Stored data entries
###
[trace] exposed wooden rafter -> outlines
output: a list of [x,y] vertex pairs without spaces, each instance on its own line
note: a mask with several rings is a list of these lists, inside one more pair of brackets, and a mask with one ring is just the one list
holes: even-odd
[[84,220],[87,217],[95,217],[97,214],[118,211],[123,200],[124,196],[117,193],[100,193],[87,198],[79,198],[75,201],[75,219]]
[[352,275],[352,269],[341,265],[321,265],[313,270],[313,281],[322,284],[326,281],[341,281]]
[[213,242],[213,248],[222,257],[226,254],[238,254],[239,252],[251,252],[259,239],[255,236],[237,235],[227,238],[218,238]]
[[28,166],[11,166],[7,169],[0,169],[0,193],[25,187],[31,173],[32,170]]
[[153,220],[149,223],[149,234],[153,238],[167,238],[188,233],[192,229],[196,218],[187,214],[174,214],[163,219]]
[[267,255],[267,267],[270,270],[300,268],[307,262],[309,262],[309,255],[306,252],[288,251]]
###
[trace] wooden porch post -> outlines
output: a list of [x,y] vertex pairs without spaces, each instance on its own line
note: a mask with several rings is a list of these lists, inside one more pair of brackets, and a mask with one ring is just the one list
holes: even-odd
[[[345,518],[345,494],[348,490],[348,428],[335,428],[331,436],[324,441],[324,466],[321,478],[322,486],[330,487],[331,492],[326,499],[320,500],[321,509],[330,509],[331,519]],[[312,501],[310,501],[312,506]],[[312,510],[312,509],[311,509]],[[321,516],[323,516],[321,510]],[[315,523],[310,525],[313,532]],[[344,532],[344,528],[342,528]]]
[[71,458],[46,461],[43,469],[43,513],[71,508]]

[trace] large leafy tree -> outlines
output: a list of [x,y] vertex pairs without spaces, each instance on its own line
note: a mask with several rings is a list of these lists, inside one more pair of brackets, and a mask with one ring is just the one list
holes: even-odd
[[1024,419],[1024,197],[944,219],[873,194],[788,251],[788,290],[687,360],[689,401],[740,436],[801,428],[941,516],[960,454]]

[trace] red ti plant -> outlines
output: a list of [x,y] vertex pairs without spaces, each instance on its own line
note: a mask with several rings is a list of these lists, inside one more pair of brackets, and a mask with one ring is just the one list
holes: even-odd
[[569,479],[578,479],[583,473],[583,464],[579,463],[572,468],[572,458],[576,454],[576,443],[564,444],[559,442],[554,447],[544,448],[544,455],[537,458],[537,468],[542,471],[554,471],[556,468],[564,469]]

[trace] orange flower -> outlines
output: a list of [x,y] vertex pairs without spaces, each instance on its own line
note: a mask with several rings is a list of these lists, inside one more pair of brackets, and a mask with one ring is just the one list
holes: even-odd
###
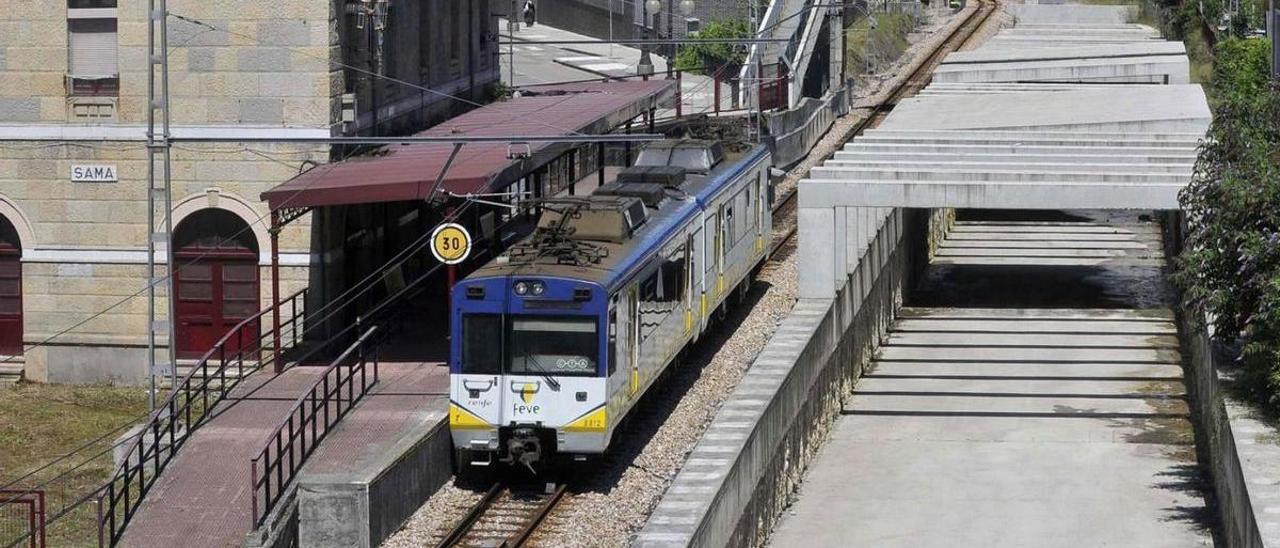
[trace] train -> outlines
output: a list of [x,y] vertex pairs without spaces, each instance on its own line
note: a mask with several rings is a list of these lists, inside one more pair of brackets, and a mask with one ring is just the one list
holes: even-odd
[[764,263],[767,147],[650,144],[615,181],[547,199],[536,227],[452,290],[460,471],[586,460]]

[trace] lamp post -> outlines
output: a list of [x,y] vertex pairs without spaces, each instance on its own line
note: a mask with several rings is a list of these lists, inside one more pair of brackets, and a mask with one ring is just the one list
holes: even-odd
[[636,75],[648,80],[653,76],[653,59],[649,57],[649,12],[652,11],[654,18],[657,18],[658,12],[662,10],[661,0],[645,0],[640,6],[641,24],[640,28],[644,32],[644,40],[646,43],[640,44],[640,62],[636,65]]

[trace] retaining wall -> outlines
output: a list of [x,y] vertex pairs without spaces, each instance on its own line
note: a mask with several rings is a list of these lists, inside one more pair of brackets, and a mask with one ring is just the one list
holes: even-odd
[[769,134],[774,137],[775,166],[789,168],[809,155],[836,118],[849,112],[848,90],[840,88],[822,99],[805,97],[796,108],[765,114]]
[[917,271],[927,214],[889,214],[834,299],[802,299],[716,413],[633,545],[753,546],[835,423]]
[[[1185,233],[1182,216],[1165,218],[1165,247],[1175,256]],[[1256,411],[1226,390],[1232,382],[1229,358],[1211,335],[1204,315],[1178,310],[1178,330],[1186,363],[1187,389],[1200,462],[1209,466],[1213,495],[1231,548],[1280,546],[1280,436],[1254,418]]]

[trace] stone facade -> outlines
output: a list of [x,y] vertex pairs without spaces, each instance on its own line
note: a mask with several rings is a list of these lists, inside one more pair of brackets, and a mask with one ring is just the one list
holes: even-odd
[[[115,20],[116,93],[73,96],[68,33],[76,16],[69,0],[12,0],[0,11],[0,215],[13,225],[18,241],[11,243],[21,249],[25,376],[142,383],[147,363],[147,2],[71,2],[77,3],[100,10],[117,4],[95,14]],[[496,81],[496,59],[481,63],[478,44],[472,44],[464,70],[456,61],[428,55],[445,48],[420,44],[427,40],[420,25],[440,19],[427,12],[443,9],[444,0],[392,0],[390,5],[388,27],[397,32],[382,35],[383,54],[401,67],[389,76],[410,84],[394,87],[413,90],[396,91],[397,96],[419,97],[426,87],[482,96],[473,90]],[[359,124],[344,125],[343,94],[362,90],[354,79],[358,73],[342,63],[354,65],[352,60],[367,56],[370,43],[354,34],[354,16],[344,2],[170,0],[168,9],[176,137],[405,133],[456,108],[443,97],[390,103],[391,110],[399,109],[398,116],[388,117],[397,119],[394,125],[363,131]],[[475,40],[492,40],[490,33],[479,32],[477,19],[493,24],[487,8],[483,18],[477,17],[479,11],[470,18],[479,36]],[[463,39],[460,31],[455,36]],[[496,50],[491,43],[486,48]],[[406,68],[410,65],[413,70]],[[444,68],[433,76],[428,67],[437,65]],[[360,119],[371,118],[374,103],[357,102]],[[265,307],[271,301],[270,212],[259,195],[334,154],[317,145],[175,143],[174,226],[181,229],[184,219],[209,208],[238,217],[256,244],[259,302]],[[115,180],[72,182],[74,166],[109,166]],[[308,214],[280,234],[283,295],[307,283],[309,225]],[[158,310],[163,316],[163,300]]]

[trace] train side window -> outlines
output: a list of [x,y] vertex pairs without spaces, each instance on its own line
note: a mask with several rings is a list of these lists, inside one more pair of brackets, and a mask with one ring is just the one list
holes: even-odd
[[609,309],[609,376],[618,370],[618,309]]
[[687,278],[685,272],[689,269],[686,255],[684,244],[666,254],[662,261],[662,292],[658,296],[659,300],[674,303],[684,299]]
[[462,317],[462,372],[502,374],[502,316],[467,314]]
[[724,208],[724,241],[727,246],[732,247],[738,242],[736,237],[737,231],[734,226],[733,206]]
###
TO DO: Scanning the data above, copy out every line where "trace" is found.

EXERCISE OUTPUT:
[trace] exposed wooden rafter -> outlines
[trace] wooden porch post -> outlines
[trace] large leafy tree -> outlines
[trace] red ti plant -> outlines
[trace] orange flower -> outlines
[trace] train -> outlines
[trace] lamp post -> outlines
[trace] retaining wall -> outlines
[trace] stone facade -> outlines
[trace] train side window -> outlines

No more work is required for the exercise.